● **Entries shown**

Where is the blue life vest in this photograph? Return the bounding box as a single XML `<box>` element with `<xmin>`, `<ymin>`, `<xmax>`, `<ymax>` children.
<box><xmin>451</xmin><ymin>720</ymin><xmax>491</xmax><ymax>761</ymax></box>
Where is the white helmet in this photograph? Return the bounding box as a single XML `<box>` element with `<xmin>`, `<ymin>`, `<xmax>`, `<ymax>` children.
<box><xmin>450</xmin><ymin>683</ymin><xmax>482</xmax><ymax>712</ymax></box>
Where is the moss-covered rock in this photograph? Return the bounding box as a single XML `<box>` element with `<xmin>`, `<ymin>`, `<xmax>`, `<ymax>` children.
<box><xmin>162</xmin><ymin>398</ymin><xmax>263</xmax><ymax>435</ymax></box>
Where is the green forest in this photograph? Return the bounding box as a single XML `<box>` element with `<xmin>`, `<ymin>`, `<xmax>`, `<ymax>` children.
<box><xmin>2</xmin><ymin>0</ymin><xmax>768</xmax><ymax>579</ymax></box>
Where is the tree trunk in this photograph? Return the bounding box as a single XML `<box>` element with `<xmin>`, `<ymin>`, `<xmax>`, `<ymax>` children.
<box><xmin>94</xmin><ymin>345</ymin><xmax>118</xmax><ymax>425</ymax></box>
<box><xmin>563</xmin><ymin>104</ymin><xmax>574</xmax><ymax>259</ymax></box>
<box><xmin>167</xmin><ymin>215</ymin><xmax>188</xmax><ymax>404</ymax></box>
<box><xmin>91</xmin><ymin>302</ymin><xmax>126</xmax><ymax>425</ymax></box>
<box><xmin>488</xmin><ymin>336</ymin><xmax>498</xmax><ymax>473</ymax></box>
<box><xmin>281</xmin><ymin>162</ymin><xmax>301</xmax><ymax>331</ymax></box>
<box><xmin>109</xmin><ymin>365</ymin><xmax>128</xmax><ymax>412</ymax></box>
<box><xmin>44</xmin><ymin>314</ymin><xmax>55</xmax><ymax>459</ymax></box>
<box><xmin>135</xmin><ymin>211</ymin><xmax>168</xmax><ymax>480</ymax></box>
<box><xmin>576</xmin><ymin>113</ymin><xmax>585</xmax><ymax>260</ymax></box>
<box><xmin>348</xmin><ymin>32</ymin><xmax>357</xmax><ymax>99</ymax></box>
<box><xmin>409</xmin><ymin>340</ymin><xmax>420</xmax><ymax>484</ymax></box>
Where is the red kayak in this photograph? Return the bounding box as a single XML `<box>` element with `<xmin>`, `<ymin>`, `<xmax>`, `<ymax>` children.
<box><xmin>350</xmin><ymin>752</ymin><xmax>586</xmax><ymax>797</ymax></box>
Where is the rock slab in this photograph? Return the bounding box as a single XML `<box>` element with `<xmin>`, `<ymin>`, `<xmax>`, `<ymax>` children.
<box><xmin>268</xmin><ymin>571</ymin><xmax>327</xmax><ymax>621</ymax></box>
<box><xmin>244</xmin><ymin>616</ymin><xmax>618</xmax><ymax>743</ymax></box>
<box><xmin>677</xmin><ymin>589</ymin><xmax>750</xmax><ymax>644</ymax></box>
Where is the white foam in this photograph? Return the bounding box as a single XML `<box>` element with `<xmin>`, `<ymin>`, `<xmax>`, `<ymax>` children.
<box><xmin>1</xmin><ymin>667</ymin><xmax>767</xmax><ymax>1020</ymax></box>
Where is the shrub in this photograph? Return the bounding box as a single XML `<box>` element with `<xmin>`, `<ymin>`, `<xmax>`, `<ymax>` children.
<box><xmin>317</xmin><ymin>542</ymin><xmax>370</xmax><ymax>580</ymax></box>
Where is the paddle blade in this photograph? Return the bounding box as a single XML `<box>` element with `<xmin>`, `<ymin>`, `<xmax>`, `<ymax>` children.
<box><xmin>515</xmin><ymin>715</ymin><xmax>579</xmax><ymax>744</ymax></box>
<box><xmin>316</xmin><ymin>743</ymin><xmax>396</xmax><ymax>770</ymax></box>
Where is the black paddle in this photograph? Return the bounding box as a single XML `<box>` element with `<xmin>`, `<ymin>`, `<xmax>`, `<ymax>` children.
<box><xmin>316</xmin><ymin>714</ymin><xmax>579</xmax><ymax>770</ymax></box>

● **Prompt**
Repeat nothing before the line containing "Where is the black"; repeat that line and every later line of the listing exactly.

● **Solved exercise**
Where is the black paddle in this photograph? Return the bounding box as a single XML `<box>` element with `<xmin>`, `<ymin>`, `<xmax>`, `<ymax>` children.
<box><xmin>316</xmin><ymin>714</ymin><xmax>579</xmax><ymax>770</ymax></box>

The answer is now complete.